▶ **Problem details**
Could you filter the records below down to the lines that include the word "target"?

____________

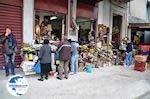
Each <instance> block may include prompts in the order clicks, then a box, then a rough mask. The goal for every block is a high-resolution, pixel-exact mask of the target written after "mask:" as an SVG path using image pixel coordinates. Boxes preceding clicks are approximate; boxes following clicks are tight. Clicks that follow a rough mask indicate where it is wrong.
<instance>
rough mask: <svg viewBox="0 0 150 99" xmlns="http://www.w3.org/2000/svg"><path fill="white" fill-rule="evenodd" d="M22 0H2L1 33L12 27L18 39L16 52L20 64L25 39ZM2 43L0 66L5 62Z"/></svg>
mask: <svg viewBox="0 0 150 99" xmlns="http://www.w3.org/2000/svg"><path fill="white" fill-rule="evenodd" d="M22 10H23V1H22V0H0V35H2V34H3V33H4V32H5V28H6V27H11V28H12V32H13V34H14V35H15V37H16V41H17V53H16V64H17V65H19V64H20V61H21V58H20V48H21V45H22V41H23V35H22V22H23V21H22V19H23V17H22ZM1 46H2V45H1V44H0V67H1V66H3V64H4V61H3V60H4V59H3V54H2V47H1Z"/></svg>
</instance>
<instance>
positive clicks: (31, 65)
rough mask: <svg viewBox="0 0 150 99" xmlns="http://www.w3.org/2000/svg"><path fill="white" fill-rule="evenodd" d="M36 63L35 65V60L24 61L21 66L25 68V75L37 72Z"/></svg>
mask: <svg viewBox="0 0 150 99" xmlns="http://www.w3.org/2000/svg"><path fill="white" fill-rule="evenodd" d="M34 65H35V63H34V62H31V61H23V62H22V63H21V65H20V66H21V68H22V69H23V72H24V74H25V75H31V74H35V72H34V71H33V68H34Z"/></svg>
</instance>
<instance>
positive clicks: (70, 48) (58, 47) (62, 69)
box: [57, 38, 71, 80]
mask: <svg viewBox="0 0 150 99" xmlns="http://www.w3.org/2000/svg"><path fill="white" fill-rule="evenodd" d="M57 52H58V53H59V60H60V66H59V68H58V70H59V77H57V78H58V79H60V80H61V79H62V74H63V67H64V73H65V78H66V79H68V64H69V60H70V57H71V45H70V42H68V40H67V39H66V38H65V39H64V41H63V42H62V43H61V44H60V46H59V47H58V50H57Z"/></svg>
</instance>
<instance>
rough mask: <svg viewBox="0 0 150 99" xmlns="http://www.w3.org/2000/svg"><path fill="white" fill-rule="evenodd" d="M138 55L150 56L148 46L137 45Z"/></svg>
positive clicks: (149, 52) (149, 46) (149, 48)
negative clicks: (138, 50)
mask: <svg viewBox="0 0 150 99" xmlns="http://www.w3.org/2000/svg"><path fill="white" fill-rule="evenodd" d="M139 54H141V55H150V45H139Z"/></svg>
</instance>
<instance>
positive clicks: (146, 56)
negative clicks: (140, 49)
mask: <svg viewBox="0 0 150 99" xmlns="http://www.w3.org/2000/svg"><path fill="white" fill-rule="evenodd" d="M134 58H135V60H136V61H140V62H146V60H147V56H145V55H135V57H134Z"/></svg>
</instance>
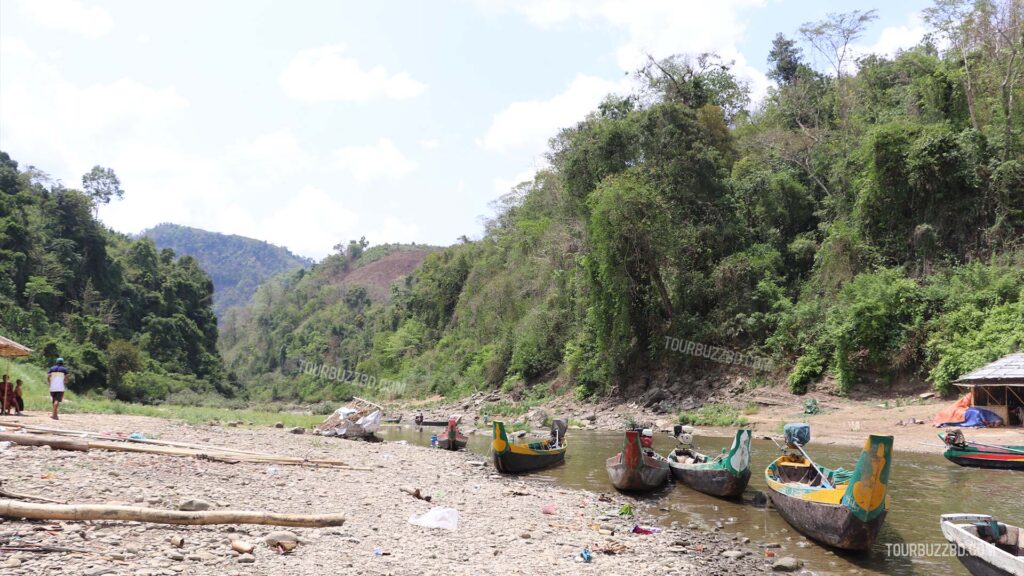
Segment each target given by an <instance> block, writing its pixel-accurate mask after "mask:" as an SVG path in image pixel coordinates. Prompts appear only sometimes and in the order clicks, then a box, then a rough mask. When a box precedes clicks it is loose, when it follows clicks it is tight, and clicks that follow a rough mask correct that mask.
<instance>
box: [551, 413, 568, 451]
mask: <svg viewBox="0 0 1024 576" xmlns="http://www.w3.org/2000/svg"><path fill="white" fill-rule="evenodd" d="M568 429H569V426H568V424H567V423H566V422H565V420H555V421H554V422H551V445H552V446H553V447H558V446H561V445H562V442H564V441H565V431H566V430H568Z"/></svg>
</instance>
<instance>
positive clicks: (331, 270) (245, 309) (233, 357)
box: [220, 243, 441, 400]
mask: <svg viewBox="0 0 1024 576" xmlns="http://www.w3.org/2000/svg"><path fill="white" fill-rule="evenodd" d="M352 244H353V245H354V243H352ZM353 245H350V246H349V249H348V250H345V251H343V252H340V253H336V254H332V255H330V256H328V257H327V258H324V260H323V261H321V262H318V263H316V264H314V265H312V266H311V268H309V269H308V270H298V271H295V272H294V273H292V274H283V275H280V276H278V277H274V278H272V279H270V280H268V281H267V282H265V283H263V284H262V285H261V286H260V287H259V289H258V290H257V291H256V293H255V294H254V295H253V297H252V299H251V301H250V302H249V303H248V304H247V305H246V306H241V307H237V308H232V310H230V311H229V312H227V314H226V315H225V316H224V318H223V319H221V322H220V346H221V349H222V352H223V354H224V355H225V357H224V358H225V364H226V365H227V368H228V370H229V372H230V378H231V379H236V378H237V379H238V381H240V382H241V383H242V384H243V386H245V387H246V388H247V392H248V394H249V396H250V398H252V399H257V400H268V399H274V400H281V399H285V398H304V399H311V400H321V399H324V398H333V397H343V396H344V393H345V392H348V390H347V388H346V389H344V390H340V389H339V390H316V392H314V388H316V387H319V386H321V384H318V383H316V382H311V381H302V382H299V381H296V380H295V378H294V377H293V376H294V374H293V373H294V372H295V370H296V366H297V365H298V363H299V362H301V361H302V360H307V361H310V362H313V361H315V362H324V363H329V364H332V365H339V366H344V367H346V368H350V367H352V366H354V363H355V361H356V360H357V359H358V353H359V352H361V351H365V349H367V348H368V347H369V345H370V344H371V342H370V341H369V340H368V341H361V340H360V341H358V342H356V341H355V340H353V339H351V338H349V337H350V336H352V335H355V334H362V335H365V336H367V337H369V336H370V332H368V331H366V330H365V328H366V325H367V322H368V319H369V318H371V317H373V316H374V315H376V314H379V312H380V311H382V310H383V308H384V307H385V306H387V305H388V304H389V302H391V301H392V295H393V294H400V293H403V292H404V291H406V290H408V286H407V285H408V281H407V280H403V279H408V278H410V277H411V276H412V275H413V274H414V273H415V272H416V271H417V270H418V269H419V268H420V265H421V264H422V263H423V261H424V260H425V259H427V257H428V256H430V255H431V254H435V253H437V252H439V251H440V250H441V248H436V247H431V246H422V245H408V244H386V245H381V246H374V247H372V248H369V249H366V250H365V251H364V248H365V245H362V246H358V245H354V246H353ZM305 387H308V388H309V389H300V388H305ZM342 387H344V386H342Z"/></svg>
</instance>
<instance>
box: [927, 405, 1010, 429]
mask: <svg viewBox="0 0 1024 576" xmlns="http://www.w3.org/2000/svg"><path fill="white" fill-rule="evenodd" d="M1002 423H1004V422H1002V418H1000V417H999V415H998V414H995V413H994V412H989V411H988V410H985V409H984V408H978V407H977V406H972V407H970V408H968V409H967V410H966V411H965V412H964V421H963V422H946V423H944V424H939V427H948V426H958V427H963V428H984V427H992V426H1001V425H1002Z"/></svg>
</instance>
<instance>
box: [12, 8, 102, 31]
mask: <svg viewBox="0 0 1024 576" xmlns="http://www.w3.org/2000/svg"><path fill="white" fill-rule="evenodd" d="M20 9H22V13H24V14H25V15H26V16H27V17H28V18H29V19H31V20H32V22H34V23H36V24H38V25H39V26H42V27H44V28H50V29H53V30H60V31H66V32H73V33H75V34H80V35H82V36H85V37H87V38H99V37H100V36H103V35H105V34H106V33H108V32H110V31H111V29H112V28H114V19H113V18H111V15H110V14H109V13H106V10H104V9H102V8H100V7H98V6H87V5H86V4H85V3H83V2H80V1H79V0H23V1H22V2H20Z"/></svg>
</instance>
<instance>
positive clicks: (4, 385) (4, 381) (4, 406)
mask: <svg viewBox="0 0 1024 576" xmlns="http://www.w3.org/2000/svg"><path fill="white" fill-rule="evenodd" d="M0 396H2V398H0V415H4V416H6V415H8V414H10V407H11V406H14V386H12V385H10V379H9V378H8V376H7V374H4V375H3V381H2V382H0Z"/></svg>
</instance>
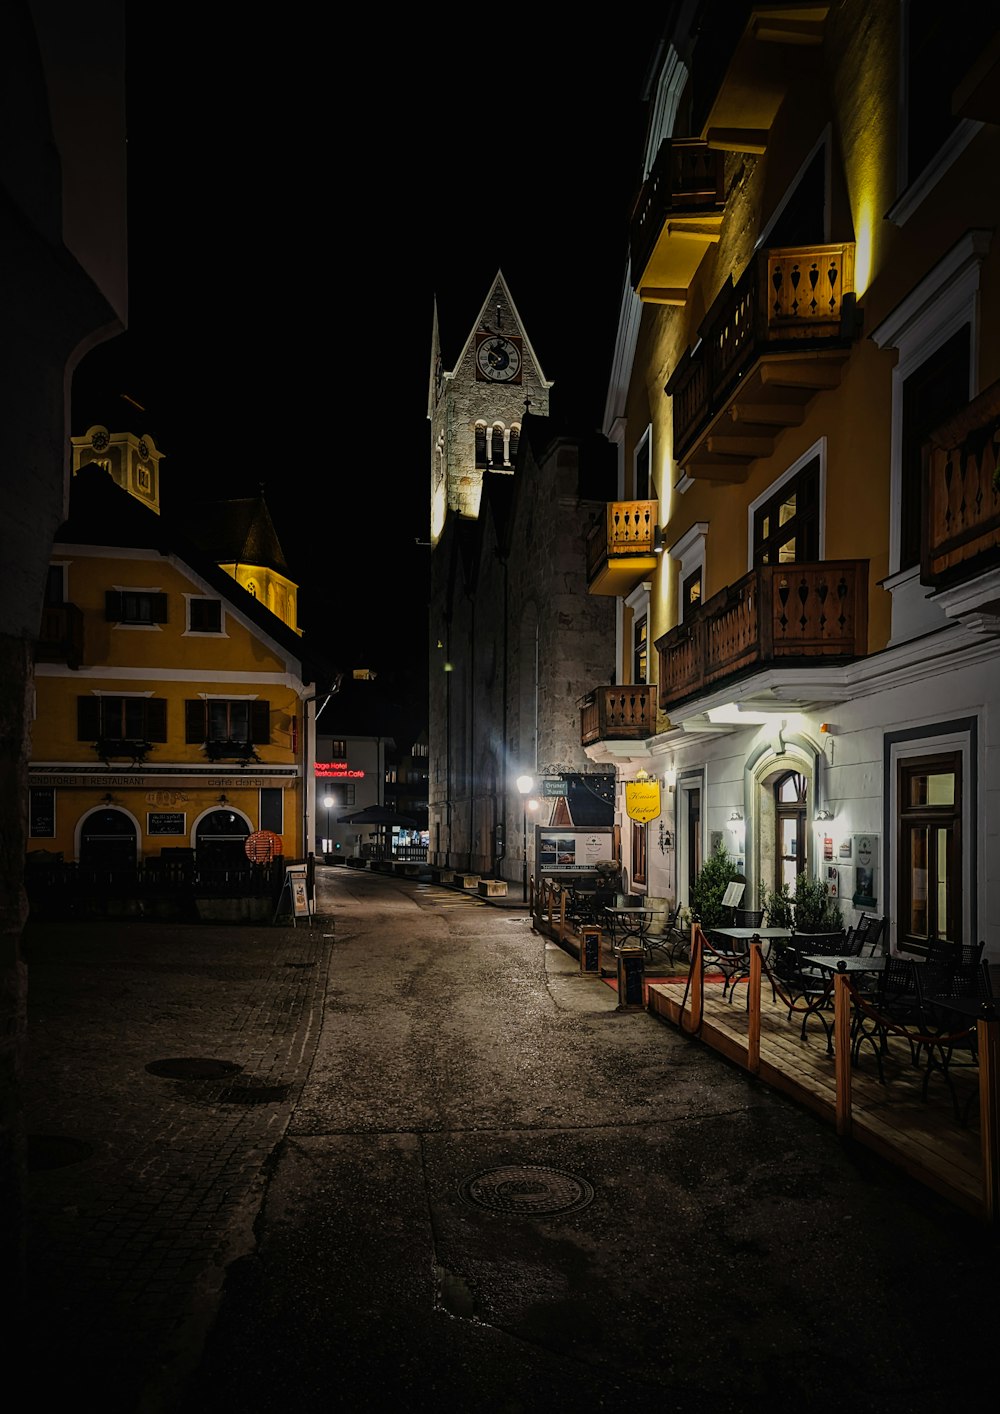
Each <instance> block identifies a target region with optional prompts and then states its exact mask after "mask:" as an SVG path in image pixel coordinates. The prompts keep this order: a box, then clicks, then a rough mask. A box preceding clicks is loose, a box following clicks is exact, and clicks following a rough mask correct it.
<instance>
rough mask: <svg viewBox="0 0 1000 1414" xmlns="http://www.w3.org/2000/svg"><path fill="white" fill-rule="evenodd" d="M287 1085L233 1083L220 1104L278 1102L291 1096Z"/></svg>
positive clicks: (219, 1103)
mask: <svg viewBox="0 0 1000 1414" xmlns="http://www.w3.org/2000/svg"><path fill="white" fill-rule="evenodd" d="M289 1089H290V1087H289V1086H287V1085H231V1086H229V1087H228V1089H225V1090H223V1092H222V1094H221V1096H219V1104H277V1103H280V1102H281V1100H286V1099H287V1097H289Z"/></svg>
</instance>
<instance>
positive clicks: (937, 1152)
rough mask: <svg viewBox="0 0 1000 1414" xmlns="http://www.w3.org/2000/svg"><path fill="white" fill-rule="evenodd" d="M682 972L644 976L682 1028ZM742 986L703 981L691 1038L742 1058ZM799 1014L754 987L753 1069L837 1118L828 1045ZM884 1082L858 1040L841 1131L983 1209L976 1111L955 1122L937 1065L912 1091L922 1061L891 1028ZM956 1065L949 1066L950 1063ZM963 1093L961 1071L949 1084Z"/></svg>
mask: <svg viewBox="0 0 1000 1414" xmlns="http://www.w3.org/2000/svg"><path fill="white" fill-rule="evenodd" d="M685 981H686V977H678V978H675V980H670V981H668V983H649V984H648V987H646V1000H648V1008H649V1011H651V1012H652V1014H653V1015H656V1017H659V1018H661V1019H665V1021H668V1022H670V1024H672V1025H676V1027H680V1029H685V1031H689V1029H690V998H689V1000H687V1008H686V1011H685V1024H682V1018H680V1001H682V998H683V993H685ZM744 997H745V993H743V995H737V998H736V1001H734V1003H730V1001H727V1000H724V998H723V997H721V993H720V990H719V988H717V987H716V986H714V984H713V986H706V988H704V1004H703V1022H702V1029H700V1039H702V1041H703V1042H704V1044H706V1045H709V1046H711V1048H713V1049H714V1051H717V1052H720V1053H721V1055H724V1056H726V1058H727V1059H730V1060H733V1062H736V1063H737V1065H741V1066H744V1068H745V1066H747V1022H748V1017H747V1010H745V1001H744ZM801 1027H802V1015H801V1012H799V1014H798V1015H793V1017H792V1019H791V1021H789V1019H788V1007H786V1005H782V1004H781V1001H778V1003H777V1004H775V1003H772V1000H771V994H769V990H767V988H765V990H764V994H762V997H761V1048H760V1058H761V1059H760V1070H758V1077H760V1079H761V1080H762V1082H764V1083H765V1085H769V1086H771V1087H772V1089H775V1090H781V1092H782V1093H785V1094H788V1096H789V1097H791V1099H793V1100H795V1102H796V1103H799V1104H803V1106H806V1107H808V1109H809V1110H812V1111H813V1113H816V1114H819V1116H820V1117H822V1118H825V1120H827V1121H829V1123H830V1124H836V1082H835V1069H833V1066H835V1062H833V1056H830V1055H827V1049H826V1034H825V1032H823V1028H822V1025H820V1024H819V1021H818V1019H816V1018H810V1021H809V1024H808V1027H806V1036H805V1039H802V1038H801V1034H799V1032H801ZM884 1068H885V1083H881V1082H880V1080H878V1070H877V1063H876V1058H874V1055H873V1053H871V1051H868V1049H867V1048H866V1049H863V1052H861V1055H860V1056H859V1063H857V1066H856V1068H854V1070H853V1073H851V1128H850V1138H851V1140H853V1141H856V1143H859V1144H863V1145H866V1147H867V1148H870V1150H873V1151H874V1152H877V1154H878V1155H880V1157H881V1158H883V1159H885V1161H888V1162H891V1164H894V1165H897V1167H898V1168H901V1169H904V1171H905V1172H907V1174H908V1175H909V1176H912V1178H914V1179H917V1181H918V1182H921V1184H924V1185H926V1186H928V1188H931V1189H934V1191H935V1192H938V1193H939V1195H941V1196H943V1198H946V1199H948V1200H950V1202H953V1203H956V1205H958V1206H959V1208H962V1209H965V1210H966V1212H970V1213H973V1215H976V1216H980V1217H982V1216H984V1198H983V1162H982V1154H980V1144H979V1127H977V1116H976V1113H973V1116H972V1120H970V1124H969V1126H967V1127H963V1126H962V1124H959V1123H958V1120H956V1117H955V1111H953V1107H952V1102H950V1094H949V1092H948V1086H946V1085H945V1082H943V1079H942V1077H941V1076H939V1075H935V1076H934V1077H932V1080H931V1089H929V1092H928V1099H926V1102H925V1100H924V1097H922V1094H921V1087H922V1083H924V1070H922V1069H918V1068H917V1066H914V1065H912V1063H911V1062H909V1055H908V1049H907V1046H905V1042H904V1041H902V1038H898V1036H895V1038H893V1042H891V1046H890V1058H888V1059H887V1060H885V1062H884ZM956 1073H958V1072H956ZM958 1083H960V1085H962V1086H963V1089H962V1092H960V1093H963V1094H965V1093H967V1086H969V1083H970V1080H969V1079H967V1077H960V1079H959V1080H956V1085H958Z"/></svg>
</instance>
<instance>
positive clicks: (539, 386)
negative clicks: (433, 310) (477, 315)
mask: <svg viewBox="0 0 1000 1414" xmlns="http://www.w3.org/2000/svg"><path fill="white" fill-rule="evenodd" d="M550 387H552V383H550V382H549V380H547V379H546V376H545V375H543V372H542V368H540V365H539V362H537V359H536V356H535V351H533V349H532V345H530V341H529V339H528V335H526V334H525V329H523V325H522V322H521V317H519V314H518V311H516V308H515V304H513V300H512V298H511V291H509V290H508V287H506V281H505V279H504V274H502V273H501V271H498V273H496V279H495V280H494V283H492V286H491V288H489V293H488V294H487V298H485V300H484V303H482V308H481V310H479V315H478V318H477V321H475V324H474V325H472V328H471V329H470V332H468V337H467V339H465V344H464V345H463V349H461V352H460V355H458V359H457V362H455V365H454V369H453V370H451V372H448V370H446V368H444V361H443V355H441V344H440V328H438V318H437V303H436V304H434V327H433V335H431V368H430V390H429V400H427V417H429V419H430V424H431V472H430V539H431V544H437V542H438V539H440V536H441V530H443V527H444V519H446V515H447V512H448V510H451V512H454V513H455V515H458V516H461V518H464V519H470V520H475V519H477V518H478V515H479V501H481V498H482V478H484V475H485V472H487V471H492V472H501V474H502V472H511V474H512V472H513V461H515V457H516V451H518V440H519V437H521V424H522V421H523V417H525V409H528V407H530V411H532V416H533V417H547V416H549V389H550Z"/></svg>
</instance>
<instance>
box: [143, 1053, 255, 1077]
mask: <svg viewBox="0 0 1000 1414" xmlns="http://www.w3.org/2000/svg"><path fill="white" fill-rule="evenodd" d="M146 1069H147V1070H149V1073H150V1075H161V1076H165V1077H167V1079H168V1080H218V1079H219V1077H221V1076H223V1075H235V1073H236V1072H239V1070H242V1069H243V1066H242V1065H236V1063H235V1060H211V1059H205V1058H202V1056H178V1058H175V1059H173V1060H150V1063H149V1065H147V1066H146Z"/></svg>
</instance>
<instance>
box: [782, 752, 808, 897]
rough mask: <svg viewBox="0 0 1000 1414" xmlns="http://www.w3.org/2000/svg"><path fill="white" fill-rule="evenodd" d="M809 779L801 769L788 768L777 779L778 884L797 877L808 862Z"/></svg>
mask: <svg viewBox="0 0 1000 1414" xmlns="http://www.w3.org/2000/svg"><path fill="white" fill-rule="evenodd" d="M808 790H809V782H808V781H806V778H805V776H803V775H799V772H798V771H786V772H785V773H784V775H782V776H778V779H777V781H775V783H774V814H775V888H778V889H779V888H781V885H782V884H788V887H789V889H795V880H796V878H798V877H799V874H802V871H803V870H805V868H806V865H808V863H809V861H808V853H806V846H808V839H806V795H808Z"/></svg>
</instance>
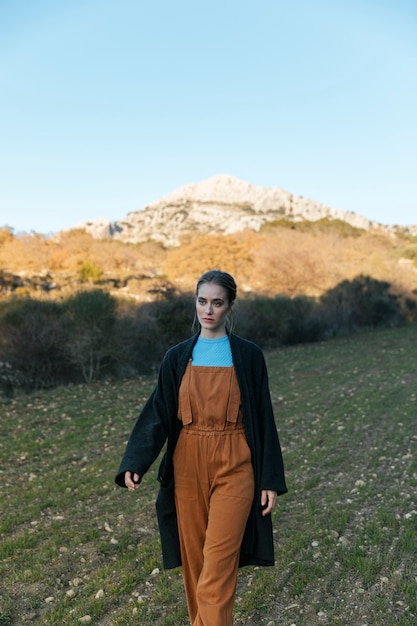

____________

▶ **Task solution**
Each <instance> block may include prompts in the order clicks, then a box, then a rough mask. The goal for every block is a high-resolution, pixel-exact mask of the target written after "mask:" as an SVG path using image pixel coordinates. Boxes preceding clicks are approximate; boxes following clicks are tight. Clicks that follow a rough mask indicate where it is wrong.
Segment each target given by an <instance> block, writing its pixel-accurate mask after "mask:" as an SVG path in image pixel coordinates. Prompts appear only sometimes and in the order clicks, then a box, then a rough mask. When a box precedes clicks it is loose, when it follows clicks it is tight, and clicks that follow a rough mask correct that mask.
Each <instance> block identifies a target region with optional prompts and then states its exact mask after "mask:" as an SVG path in image pixel coordinates. The prompts keep this order: a box, then clicks, then a rough mask. A box preceding clicks is loose, a box following clicks is exact, and clicks following a rough mask correct it.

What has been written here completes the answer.